━━━ Data listing
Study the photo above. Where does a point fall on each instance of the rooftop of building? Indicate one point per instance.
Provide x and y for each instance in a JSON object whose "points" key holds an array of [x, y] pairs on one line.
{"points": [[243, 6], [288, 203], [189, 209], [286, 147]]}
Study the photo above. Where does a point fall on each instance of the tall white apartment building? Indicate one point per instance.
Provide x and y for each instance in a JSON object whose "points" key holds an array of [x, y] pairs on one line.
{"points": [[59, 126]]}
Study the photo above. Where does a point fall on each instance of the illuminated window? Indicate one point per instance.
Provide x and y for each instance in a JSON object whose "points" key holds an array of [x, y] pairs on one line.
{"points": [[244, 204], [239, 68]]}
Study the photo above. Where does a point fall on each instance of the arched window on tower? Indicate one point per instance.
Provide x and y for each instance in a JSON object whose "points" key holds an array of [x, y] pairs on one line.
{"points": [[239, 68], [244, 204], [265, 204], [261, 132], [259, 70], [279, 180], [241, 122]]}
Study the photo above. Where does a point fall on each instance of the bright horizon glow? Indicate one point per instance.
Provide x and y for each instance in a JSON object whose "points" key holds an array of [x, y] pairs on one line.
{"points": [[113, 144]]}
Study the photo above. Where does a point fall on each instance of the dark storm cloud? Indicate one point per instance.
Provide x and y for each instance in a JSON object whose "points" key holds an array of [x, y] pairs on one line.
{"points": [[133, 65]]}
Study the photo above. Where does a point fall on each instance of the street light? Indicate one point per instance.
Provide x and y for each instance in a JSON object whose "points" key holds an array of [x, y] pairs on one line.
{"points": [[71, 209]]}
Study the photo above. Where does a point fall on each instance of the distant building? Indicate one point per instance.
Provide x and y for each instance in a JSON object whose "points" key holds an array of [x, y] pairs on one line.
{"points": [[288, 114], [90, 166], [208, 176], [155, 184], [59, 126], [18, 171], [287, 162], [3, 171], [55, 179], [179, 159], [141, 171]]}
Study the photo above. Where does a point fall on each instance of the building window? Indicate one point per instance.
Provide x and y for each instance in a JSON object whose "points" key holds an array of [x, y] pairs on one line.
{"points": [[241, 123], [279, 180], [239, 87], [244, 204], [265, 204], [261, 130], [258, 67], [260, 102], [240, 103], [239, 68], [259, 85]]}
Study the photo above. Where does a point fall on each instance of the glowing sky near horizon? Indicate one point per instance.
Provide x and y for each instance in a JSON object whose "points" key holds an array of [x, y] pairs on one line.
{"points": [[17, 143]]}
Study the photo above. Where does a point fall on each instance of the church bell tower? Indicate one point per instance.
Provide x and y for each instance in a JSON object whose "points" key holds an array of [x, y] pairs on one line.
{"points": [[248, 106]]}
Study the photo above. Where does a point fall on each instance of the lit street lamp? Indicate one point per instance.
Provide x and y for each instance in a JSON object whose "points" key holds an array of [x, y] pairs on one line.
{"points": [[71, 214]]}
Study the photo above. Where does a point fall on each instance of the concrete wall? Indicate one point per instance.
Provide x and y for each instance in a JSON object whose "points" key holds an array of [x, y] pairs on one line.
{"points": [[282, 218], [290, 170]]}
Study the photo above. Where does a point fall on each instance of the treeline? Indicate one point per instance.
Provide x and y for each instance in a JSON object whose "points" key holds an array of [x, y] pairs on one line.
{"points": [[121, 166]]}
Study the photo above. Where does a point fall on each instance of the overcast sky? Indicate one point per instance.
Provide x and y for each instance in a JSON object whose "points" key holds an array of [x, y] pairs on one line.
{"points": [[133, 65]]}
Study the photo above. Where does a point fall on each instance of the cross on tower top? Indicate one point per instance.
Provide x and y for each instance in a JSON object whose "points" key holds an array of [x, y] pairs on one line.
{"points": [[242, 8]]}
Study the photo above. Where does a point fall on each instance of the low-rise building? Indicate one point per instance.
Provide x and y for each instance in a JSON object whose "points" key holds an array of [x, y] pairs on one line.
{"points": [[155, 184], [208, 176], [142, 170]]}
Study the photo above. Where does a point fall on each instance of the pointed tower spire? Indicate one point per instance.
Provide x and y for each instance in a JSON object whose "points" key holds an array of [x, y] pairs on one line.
━━━━━━
▶ _What you need to do_: Output every record above exactly as it appears.

▶ _Response to this task_:
Study the photo above. Where does a point fall on each instance of the rooftop of building? Indicate one point per instance.
Provide x and y for each instance in a JSON object whose "points" key holds an array of [x, y] pairs on one line.
{"points": [[243, 6], [288, 203], [189, 209], [286, 147]]}
Study the photo above. Where does a point fall on each instance of the tall white apartment building? Indicate one point per instance.
Provide x and y for each instance in a JSON object whose "points" key holds an array of [x, y] pairs on one line.
{"points": [[59, 126]]}
Study the photo above. Where does a point fall on each instance of the illuminated window? Indicate one point per instance.
Provide x and y for each instance in a JSON object whose "points" key holds an array of [x, y] pairs on one line.
{"points": [[244, 204], [239, 68]]}
Study the photo above. Where does a point fall on each instance of the arched window on tower? Indicate one point per instance.
Provide x and y for each instance in a JSON object whose "points" key holds an array of [x, y] pairs on one line.
{"points": [[239, 68], [244, 204], [265, 204], [261, 132], [259, 70], [279, 180], [241, 122]]}
Study the photo above. Where does a point fall on each instance of the bright horizon glow? Indicate one point per instance.
Provide x and y for each instance in a JSON object whose "points" key holds an array of [x, y] pairs on one line.
{"points": [[113, 144]]}
Study the photo above. Where does a point fall on each instance of the dark storm cloud? Indicate one point per instance.
Provide x and y for each instance in a JSON object whose "points" key holds an array of [x, y] pairs on one line.
{"points": [[133, 65]]}
Study the photo above. Where does a point fall on each instance of the street light? Indicate one point per instance.
Provide x and y for each instance in a JSON object whose "points" key holds an array of [x, y] pairs on one line.
{"points": [[71, 209]]}
Study the photo above. Where does a point fall on each instance of the distant building? Indicate one point per instance.
Provide x and y for each instance in a JSON object whose "points" key holds an array of [x, y] pairs on one line.
{"points": [[288, 114], [90, 166], [208, 176], [155, 184], [59, 126], [18, 171], [287, 162], [3, 171], [55, 179], [179, 159], [141, 171]]}
Study the photo above. Where does a point fall on each instance of the building window? Indicate one point per instance.
Provide x and y for each instance in a JSON object whose "points" key holds an array of [x, y] pairs on one line.
{"points": [[241, 123], [279, 180], [239, 87], [244, 204], [265, 204], [261, 130], [258, 67], [260, 102], [240, 103], [239, 68], [259, 85]]}
Study the photo above. Where does a point fall on each instance of the glowing sky near horizon? Indicate one point per instance.
Provide x and y for each instance in a JSON object whose "points" key holds an array of [x, y] pairs on one line.
{"points": [[17, 143]]}
Study the photo above. Where does a point fall on each instance of the church bell tower? Indicate one point per instance.
Provide x and y for each instance in a JSON object whose "points" key holds an array of [x, y] pairs on one line.
{"points": [[248, 106]]}
Study the photo above. Where does a point fall on each instance of the lit street lamp? Indicate one point per instance.
Provide x and y for each instance in a JSON object whose "points" key holds an array of [x, y] pairs on one line.
{"points": [[71, 214]]}
Study the photo above. Where does a point fall on each instance of the concrete wall? Indicate one point per instance.
Provide x and y for each instance in a JSON object whose "points" key holds an array of [x, y] pairs on one line.
{"points": [[282, 218], [290, 170]]}
Study the photo above. Where does a point fall on each instance of the treeline? Indicate one point per instance.
Provide x and y for each instance in a JSON object whose "points" key holds an array of [x, y] pairs on one line.
{"points": [[121, 166]]}
Study the photo above. Where does a point fall on each instance of the overcast sky? Indicate one point per instance.
Provide x and y for each instance in a JSON object whose "points" key holds an array of [x, y] pairs on one line.
{"points": [[133, 65]]}
Study the photo above. Where does a point fall on each instance of the cross on tower top? Indicate one point per instance.
Provide x and y for each instance in a JSON object whose "points" key holds an array of [x, y] pairs on one line.
{"points": [[242, 8]]}
Study the photo above. Where does a point fall on each instance of the low-rise building? Indicate one point per instance.
Provide x and y for each instance in a JSON object whose "points" key holds an array of [x, y] pairs on one line.
{"points": [[155, 184], [208, 176], [142, 170]]}
Study the photo above. Where does a point fall on each instance of the pointed tower spire? Indicate one point per instance.
Provide x and y for each instance in a JSON object whose "points" key holds an array of [x, y] pairs on one line.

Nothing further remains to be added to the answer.